Exercise text —
************
Former Georgia first lady Sandra Deal died Tuesday at the age of 80 after losing her long battle with cancer.
Deal died in her home with her husband, former Georgia Republican Gov. Nathan Deal, and their family by her side.
She was diagnosed with breast cancer in 2018 and had a tumor removed. Deal underwent chemotherapy for several months, but the cancer metastasized to her brain.
"We have lost a wife, mother and grandmother who loved us unconditionally, as we did her. She blessed us, taught us and enriched our lives," the Deal family said in a statement. "Our family knew this day was coming, and we are grateful that it gave us the opportunity to enjoy as much time with her as we could in her final months. We are grieving but celebrate her life and the example she set."
"A woman of unshakeable Christian faith, she did not fear death because she had no doubts about her ultimate destination and knew that we’d all come together again one day," the statement continued. "Beyond our family, she touched thousands and thousands of lives as a teacher and as First Lady of Georgia, when she read to students in every county and every school district in the state."
The Deal family added that Deal was the same in private as she was in public.
************
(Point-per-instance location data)

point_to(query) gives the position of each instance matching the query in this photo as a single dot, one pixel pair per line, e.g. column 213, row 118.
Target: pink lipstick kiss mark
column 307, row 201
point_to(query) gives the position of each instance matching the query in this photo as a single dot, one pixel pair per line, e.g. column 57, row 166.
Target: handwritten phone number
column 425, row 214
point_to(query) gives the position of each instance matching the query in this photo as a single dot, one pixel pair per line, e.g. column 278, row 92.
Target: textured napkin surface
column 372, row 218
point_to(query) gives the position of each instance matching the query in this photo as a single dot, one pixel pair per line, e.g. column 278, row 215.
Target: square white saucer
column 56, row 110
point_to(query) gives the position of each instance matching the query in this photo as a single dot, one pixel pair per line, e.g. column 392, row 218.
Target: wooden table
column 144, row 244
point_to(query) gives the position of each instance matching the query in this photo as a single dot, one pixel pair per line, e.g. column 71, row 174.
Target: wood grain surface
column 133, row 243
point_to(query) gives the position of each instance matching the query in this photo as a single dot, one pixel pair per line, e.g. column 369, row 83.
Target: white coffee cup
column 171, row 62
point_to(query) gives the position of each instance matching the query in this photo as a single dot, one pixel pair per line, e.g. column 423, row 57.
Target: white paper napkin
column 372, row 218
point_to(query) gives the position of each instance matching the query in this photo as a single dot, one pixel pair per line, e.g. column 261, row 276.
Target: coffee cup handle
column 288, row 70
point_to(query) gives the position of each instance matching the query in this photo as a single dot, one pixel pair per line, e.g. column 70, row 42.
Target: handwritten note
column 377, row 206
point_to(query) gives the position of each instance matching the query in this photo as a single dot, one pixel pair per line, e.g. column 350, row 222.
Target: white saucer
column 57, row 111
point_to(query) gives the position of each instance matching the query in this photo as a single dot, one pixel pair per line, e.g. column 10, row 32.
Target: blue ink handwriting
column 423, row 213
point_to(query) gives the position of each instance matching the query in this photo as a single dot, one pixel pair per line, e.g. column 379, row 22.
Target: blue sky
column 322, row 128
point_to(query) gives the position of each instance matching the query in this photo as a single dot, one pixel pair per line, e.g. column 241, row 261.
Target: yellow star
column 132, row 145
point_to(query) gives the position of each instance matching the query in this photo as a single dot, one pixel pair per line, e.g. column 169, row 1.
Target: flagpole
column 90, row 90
************
What to work on —
A) In the article about Sandra Deal, rewrite the paragraph that begins "She was diagnosed with breast cancer" as one shorter sentence that keeps its main facts.
B) How old was Sandra Deal when she died, according to the article about her?
C) Resume the article about Sandra Deal, picking up right after its final sentence.

Solved problems —
A) Deal was diagnosed with breast cancer in 2018, had a tumor removed and went through several months of chemotherapy, but the cancer spread to her brain.

B) She was 80.

C)
"She gave to others selflessly, unfailingly and unceasingly. We will miss her but count ourselves lucky that we were hers. She leaves a world that’s better because she was here," the family said.
Deal, who grew up in a house of educators, graduated from high school in Gainesville, Georgia, and attended Georgia College and State University, where she earned a bachelor's degree in elementary education. She would receive her master’s degree five years later.
She taught language arts in Hall County for more than 15 years and continued to advocate for education as first lady, visiting more than 900 classrooms in all 181 Georgia public school districts to read to students and promote literacy, Fox 5 Atlanta reported.
Gov. Brian Kemp said he and his family are "truly heartbroken" to learn of Deal's passing.
"As she will for so many Georgians, Mrs. Deal will remain steadfast in our hearts and memories, just as her family will be in our prayers during this time of mourning," Kemp wrote in a statement. "As she goes to await them in a greater world, we ask all Georgians to join us in celebrating her life and contributions to a thankful state."
Deal leaves behind her husband and four children.